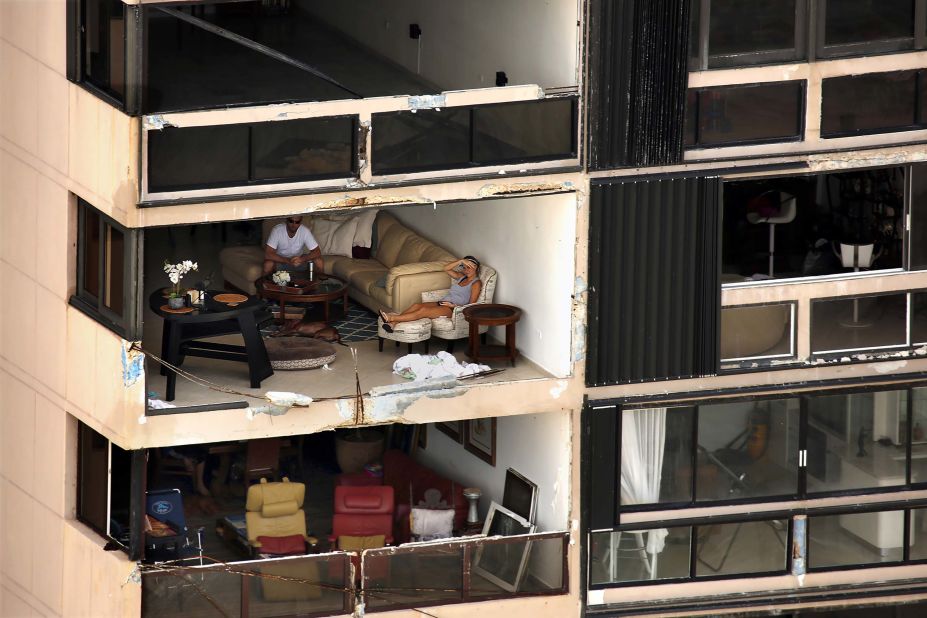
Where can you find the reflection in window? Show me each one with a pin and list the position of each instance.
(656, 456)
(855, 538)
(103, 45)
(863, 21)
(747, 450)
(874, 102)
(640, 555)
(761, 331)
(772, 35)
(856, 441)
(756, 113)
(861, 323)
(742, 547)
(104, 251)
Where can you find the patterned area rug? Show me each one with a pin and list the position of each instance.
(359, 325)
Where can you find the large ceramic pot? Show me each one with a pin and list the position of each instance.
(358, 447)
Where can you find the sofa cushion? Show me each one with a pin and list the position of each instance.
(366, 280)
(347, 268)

-=-=-

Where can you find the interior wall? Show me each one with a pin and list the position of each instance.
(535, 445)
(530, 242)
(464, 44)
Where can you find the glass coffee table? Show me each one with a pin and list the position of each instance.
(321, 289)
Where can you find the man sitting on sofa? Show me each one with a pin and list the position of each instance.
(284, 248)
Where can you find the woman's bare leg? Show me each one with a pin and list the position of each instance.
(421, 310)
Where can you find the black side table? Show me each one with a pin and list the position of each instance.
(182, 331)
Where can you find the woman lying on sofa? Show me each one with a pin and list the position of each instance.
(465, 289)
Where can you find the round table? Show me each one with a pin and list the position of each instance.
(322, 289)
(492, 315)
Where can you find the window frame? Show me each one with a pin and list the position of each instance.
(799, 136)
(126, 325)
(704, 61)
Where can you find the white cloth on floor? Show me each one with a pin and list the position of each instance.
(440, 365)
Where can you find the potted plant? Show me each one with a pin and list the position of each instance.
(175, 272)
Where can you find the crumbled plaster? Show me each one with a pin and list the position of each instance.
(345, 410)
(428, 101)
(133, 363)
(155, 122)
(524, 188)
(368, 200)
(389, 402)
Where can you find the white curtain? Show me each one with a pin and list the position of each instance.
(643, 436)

-=-=-

Count the lines above that contain the string "woman", treating uppercase and lowercase letters as distinct, and reply with that number alone.

- **Correct response**: 2